Information given: Begin
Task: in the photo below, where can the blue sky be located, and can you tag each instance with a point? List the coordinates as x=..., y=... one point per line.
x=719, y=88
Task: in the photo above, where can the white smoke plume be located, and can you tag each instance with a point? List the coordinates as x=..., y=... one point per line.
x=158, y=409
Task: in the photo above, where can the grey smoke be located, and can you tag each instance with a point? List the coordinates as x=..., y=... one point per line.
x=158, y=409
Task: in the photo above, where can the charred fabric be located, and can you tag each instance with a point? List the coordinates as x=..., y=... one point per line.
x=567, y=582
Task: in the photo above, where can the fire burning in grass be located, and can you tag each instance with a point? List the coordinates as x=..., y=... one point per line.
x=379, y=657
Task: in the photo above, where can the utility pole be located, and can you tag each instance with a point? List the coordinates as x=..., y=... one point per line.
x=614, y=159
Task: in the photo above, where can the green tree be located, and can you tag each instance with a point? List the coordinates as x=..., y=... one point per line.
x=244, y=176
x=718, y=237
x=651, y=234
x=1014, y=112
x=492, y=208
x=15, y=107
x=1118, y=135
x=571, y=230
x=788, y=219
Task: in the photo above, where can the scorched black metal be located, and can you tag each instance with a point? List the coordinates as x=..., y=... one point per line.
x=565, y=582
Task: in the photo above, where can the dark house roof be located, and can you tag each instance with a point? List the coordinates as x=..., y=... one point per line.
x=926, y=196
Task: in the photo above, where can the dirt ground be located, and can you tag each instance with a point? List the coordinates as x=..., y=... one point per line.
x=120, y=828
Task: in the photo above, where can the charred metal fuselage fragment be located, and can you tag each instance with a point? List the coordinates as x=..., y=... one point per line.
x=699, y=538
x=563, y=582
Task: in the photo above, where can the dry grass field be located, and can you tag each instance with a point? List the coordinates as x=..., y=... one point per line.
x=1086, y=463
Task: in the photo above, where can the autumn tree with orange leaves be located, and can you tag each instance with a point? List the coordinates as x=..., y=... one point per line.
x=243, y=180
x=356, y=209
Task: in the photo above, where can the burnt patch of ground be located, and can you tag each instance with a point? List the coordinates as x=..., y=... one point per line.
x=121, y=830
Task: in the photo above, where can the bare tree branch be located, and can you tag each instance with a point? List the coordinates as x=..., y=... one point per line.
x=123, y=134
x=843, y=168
Information given: End
Only the lines from the one containing "Task: in the photo above, where can the burnt" through the last line of the records belong in the answer, each written out exactly.

Task: in the photo above, where can the burnt patch of ground be located, and can you tag each instance with a point? List the coordinates as x=..., y=... one point per line.
x=121, y=830
Task: in the photo above, where can the bare tree branch be located, and can you tag each instance with a point? List the coordinates as x=..., y=... one point per line.
x=123, y=134
x=843, y=168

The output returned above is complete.